• [JOBS]:
A. Using the NetarchiveSuite setup notes below, answer each question, marking each answer to match:
(i) What three arguments does the first script take, in order?
(ii) As which user does the setup assume you want to run it?
(iii) Which two commands are suggested to test that you can ssh and scp to localhost?
B. Write out the part of the NetarchiveSuite setup notes below from "In the configuration" to "clean empty installation.", word for word.
C. Write the next part of the NetarchiveSuite setup notes below, carrying on from the last line shown.

Download following attached files to e.g. /home/test/netarchive:

RunNetarchiveSuite.sh

deploy_standalone_example_3_14.xml

The first script is a simple script for doing all the steps during deployment. It takes a NetarchiveSuite package ('.zip'), a configuration file (the second file), and a temporary installation directory as arguments (in the given order).

In the configuration file all the applications are placed on one machine (e.g. the current machine, localhost). If run directly it is run from the deploy directory /home/test/netarchive/USER and installed in e.g. localhost:/home/test/USER. It assumes, that you want to run this as user 'test'. So you need to have 'test' user on the current machine. If installation user is different from the 'test' user, remember to check, that a Sun JVM is in the path (instead of GNU java compiler, that is default with some Linux'es.). If you allready have a USER installation, then remember also, that the existing bitarchive, database and admin.data files will be untouched. You must explicit remove any previous USER installation, if you want a clean empty installation.

E.g. (you should use "USER" as the installation name to make things easy)

cd /home/test/netarchive
bash RunNetarchiveSuite.sh NetarchiveSuite.zip deploy_standalone_example.xml USER/
#if you have not setup your ssh keygen correctly, you need to login some times before the installation finish successfully. You must also have permission to ssh and scp to localhost ( try e.g "ssh localhost" and "scp somefile localhost:")

• [DATA RECORDS]:
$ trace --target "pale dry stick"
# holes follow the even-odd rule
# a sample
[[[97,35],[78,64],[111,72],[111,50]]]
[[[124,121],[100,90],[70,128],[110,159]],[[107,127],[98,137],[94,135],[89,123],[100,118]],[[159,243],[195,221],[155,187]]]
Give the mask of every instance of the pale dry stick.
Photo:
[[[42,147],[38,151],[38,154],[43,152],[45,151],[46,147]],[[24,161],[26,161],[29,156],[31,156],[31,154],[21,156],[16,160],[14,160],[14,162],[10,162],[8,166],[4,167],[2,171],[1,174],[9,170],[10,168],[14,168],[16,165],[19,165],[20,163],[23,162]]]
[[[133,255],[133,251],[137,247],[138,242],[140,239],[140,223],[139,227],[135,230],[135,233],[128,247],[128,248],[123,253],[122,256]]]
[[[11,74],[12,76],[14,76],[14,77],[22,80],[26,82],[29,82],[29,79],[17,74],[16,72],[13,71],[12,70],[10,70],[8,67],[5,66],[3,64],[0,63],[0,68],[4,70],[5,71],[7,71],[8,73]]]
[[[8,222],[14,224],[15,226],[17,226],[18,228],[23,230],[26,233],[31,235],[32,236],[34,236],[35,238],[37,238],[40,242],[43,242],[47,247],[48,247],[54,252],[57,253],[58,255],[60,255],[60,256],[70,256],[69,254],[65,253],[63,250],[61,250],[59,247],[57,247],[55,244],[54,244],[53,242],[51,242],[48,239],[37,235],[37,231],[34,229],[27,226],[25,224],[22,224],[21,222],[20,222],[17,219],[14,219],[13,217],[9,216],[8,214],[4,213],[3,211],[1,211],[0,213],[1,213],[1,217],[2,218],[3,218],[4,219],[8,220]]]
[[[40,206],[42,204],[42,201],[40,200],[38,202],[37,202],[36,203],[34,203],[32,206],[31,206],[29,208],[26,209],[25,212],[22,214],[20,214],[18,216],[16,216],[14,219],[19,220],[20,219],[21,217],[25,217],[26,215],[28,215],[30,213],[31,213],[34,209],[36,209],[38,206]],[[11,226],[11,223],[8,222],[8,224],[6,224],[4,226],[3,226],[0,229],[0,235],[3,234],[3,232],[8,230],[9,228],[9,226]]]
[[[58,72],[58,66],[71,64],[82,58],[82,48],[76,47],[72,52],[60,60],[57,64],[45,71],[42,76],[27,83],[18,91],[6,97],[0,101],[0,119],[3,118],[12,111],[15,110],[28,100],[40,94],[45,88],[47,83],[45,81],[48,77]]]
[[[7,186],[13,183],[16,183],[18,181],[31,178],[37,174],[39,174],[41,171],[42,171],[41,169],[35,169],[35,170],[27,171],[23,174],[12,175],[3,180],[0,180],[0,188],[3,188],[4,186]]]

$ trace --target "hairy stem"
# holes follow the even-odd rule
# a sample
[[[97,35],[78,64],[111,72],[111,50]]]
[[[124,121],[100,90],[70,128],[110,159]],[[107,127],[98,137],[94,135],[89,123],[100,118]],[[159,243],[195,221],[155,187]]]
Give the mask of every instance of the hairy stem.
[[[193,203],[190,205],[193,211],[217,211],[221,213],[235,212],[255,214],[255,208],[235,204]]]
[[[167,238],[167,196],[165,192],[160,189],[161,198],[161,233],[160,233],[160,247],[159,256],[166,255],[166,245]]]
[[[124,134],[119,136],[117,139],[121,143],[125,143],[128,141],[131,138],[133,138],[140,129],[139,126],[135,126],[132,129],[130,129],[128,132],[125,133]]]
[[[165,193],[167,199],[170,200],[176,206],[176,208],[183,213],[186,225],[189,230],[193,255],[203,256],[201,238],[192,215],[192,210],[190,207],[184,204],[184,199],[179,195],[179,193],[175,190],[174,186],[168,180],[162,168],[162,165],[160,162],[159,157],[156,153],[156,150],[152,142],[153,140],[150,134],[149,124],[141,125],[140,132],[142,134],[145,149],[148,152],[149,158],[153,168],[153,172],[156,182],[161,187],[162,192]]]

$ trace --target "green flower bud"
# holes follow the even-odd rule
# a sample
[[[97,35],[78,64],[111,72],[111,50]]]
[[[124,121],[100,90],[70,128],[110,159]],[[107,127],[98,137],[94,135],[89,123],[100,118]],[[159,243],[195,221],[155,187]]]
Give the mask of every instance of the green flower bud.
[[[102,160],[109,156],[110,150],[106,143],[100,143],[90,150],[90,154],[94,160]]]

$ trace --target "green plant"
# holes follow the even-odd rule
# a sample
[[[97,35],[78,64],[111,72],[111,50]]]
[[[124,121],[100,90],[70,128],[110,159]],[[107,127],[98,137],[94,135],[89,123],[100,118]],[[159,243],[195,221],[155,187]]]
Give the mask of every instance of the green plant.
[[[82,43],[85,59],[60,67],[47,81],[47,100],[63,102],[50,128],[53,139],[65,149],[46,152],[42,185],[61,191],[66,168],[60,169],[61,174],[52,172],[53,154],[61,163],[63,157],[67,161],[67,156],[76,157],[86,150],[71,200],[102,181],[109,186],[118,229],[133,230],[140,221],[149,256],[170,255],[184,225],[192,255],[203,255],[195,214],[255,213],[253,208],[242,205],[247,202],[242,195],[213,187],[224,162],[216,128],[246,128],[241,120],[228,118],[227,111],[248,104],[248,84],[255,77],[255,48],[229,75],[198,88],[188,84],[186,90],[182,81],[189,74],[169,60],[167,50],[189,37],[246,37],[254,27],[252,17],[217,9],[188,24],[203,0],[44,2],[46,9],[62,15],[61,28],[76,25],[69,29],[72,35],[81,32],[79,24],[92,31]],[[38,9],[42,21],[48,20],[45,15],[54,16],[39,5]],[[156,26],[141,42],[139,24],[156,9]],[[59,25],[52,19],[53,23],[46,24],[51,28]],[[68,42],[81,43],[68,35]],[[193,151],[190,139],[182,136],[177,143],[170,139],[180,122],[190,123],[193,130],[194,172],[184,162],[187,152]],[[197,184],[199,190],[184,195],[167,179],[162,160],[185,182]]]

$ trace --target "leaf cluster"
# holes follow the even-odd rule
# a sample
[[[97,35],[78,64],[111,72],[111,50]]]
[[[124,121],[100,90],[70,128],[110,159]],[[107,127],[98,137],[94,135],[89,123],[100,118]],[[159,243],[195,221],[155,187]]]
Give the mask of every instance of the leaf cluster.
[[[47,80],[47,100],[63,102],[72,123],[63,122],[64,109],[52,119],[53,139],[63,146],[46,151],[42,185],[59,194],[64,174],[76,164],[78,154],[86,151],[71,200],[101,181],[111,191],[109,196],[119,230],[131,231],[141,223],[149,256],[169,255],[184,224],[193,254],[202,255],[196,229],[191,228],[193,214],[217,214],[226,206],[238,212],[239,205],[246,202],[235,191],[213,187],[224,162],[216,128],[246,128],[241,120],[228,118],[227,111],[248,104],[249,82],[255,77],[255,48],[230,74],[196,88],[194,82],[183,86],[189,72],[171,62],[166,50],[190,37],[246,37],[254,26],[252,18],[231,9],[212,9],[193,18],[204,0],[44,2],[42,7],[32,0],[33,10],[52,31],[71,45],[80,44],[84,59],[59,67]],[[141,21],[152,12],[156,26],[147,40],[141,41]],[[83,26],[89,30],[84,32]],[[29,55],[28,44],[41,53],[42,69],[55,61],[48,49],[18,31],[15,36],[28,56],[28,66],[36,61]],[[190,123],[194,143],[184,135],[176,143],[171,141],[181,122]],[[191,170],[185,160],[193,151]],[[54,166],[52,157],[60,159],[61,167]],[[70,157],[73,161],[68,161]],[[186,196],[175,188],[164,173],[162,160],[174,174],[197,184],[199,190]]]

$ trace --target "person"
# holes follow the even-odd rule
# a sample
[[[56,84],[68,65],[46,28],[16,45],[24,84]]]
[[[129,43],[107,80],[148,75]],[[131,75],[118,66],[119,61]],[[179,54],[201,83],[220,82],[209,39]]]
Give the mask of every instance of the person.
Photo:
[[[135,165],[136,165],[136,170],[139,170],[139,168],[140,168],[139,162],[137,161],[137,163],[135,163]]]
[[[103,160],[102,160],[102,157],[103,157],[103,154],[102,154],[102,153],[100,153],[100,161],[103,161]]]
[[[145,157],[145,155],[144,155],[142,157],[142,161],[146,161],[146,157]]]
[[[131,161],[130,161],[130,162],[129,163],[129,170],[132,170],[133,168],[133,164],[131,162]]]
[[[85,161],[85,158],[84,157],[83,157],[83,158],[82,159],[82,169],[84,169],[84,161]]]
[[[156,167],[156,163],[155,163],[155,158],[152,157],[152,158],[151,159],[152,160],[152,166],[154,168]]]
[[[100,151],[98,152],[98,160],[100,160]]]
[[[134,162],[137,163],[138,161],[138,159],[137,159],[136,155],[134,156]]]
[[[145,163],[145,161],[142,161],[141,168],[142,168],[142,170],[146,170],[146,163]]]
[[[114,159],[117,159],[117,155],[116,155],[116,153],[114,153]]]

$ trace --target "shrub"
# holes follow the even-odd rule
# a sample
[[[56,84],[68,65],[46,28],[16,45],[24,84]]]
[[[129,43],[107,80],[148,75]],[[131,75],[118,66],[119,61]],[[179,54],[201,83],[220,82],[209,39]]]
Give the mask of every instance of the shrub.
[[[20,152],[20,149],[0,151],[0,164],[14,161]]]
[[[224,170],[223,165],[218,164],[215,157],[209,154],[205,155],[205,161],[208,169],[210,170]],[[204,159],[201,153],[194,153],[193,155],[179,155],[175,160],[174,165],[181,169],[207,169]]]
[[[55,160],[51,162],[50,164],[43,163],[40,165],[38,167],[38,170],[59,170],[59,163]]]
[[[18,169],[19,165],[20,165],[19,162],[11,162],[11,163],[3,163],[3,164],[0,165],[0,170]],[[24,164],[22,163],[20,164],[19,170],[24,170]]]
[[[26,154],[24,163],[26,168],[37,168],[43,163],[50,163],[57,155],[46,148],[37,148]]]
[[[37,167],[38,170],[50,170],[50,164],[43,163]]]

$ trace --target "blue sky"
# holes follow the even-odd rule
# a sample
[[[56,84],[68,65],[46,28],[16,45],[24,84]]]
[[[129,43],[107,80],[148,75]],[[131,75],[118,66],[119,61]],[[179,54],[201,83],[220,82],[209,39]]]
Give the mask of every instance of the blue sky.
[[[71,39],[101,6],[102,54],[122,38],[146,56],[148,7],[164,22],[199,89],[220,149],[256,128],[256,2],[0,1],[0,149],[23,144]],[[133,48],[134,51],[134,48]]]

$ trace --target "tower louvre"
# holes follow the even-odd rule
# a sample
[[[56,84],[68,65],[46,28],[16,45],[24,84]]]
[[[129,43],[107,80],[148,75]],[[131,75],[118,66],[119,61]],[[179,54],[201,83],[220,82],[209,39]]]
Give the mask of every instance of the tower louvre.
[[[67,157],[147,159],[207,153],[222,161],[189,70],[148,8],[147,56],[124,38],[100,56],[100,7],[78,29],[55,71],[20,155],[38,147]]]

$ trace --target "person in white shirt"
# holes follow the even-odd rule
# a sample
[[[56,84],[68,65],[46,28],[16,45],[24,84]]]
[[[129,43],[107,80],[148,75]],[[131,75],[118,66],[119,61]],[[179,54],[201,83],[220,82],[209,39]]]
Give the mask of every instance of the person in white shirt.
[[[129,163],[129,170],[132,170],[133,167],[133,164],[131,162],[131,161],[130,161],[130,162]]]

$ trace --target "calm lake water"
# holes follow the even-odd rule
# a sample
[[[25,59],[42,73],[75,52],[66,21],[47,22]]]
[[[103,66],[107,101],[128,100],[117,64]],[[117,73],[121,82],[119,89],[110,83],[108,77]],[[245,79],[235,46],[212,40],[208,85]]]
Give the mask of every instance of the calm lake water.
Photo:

• [ANSWERS PROVIDED]:
A.
(i) A NetarchiveSuite package ('.zip'), a configuration file, and a temporary installation directory.
(ii) The user 'test'.
(iii) "ssh localhost" and "scp somefile localhost:"

B.
In the configuration file all the applications are placed on one machine (e.g. the current machine, localhost). If run directly it is run from the deploy directory /home/test/netarchive/USER and installed in e.g. localhost:/home/test/USER. It assumes, that you want to run this as user 'test'. So you need to have 'test' user on the current machine. If installation user is different from the 'test' user, remember to check, that a Sun JVM is in the path (instead of GNU java compiler, that is default with some Linux'es.). If you allready have a USER installation, then remember also, that the existing bitarchive, database and admin.data files will be untouched. You must explicit remove any previous USER installation, if you want a clean empty installation.

C.
The script creates a deployment folder named "USER" in e.g. /home/test/netarchive, which contains methods for starting and stopping NetarchiveSuite, and starts the whole NetarchiveSuite. It deploys the installation locally to /home/test/USER

start a web browser by e.g. $ firefox Note that it is important that the browser is started on the same machine as the simple harvest script is run on
setup the browser to proxy on port 8070 and exclude localhost and the hostname (used by the Heritrix GUI) e.g. in firefox:

Choose in the firefox toolbar:
Edit->Preferences->Advanced->Network->Settings
Checkmark:
Manual Proxy Configuration
and add:
Proxy: localhost
Port: 8070
No Proxy for: localhost, kb-test-way-001.kb.dk

Write following url in the started browser http://localhost:'''8074'''/HarvestDefinition
You can now see the webinterface in the browser
You can now create, run and browse according to the following or the User Manual
if you want to stop and start the entire NAS system, then

cd /home/test/netarchive/USER
./killall_NATIONAL_LIBRARY.sh
./startall_NATIONAL_LIBRARY.sh

If you want to try other deploy examples, then go to "Examples of deploy configuration files" in the Installation Manual

Running a simple harvest

edit

The system is now up and running, and you can try out the harvesting and archiving capabilities.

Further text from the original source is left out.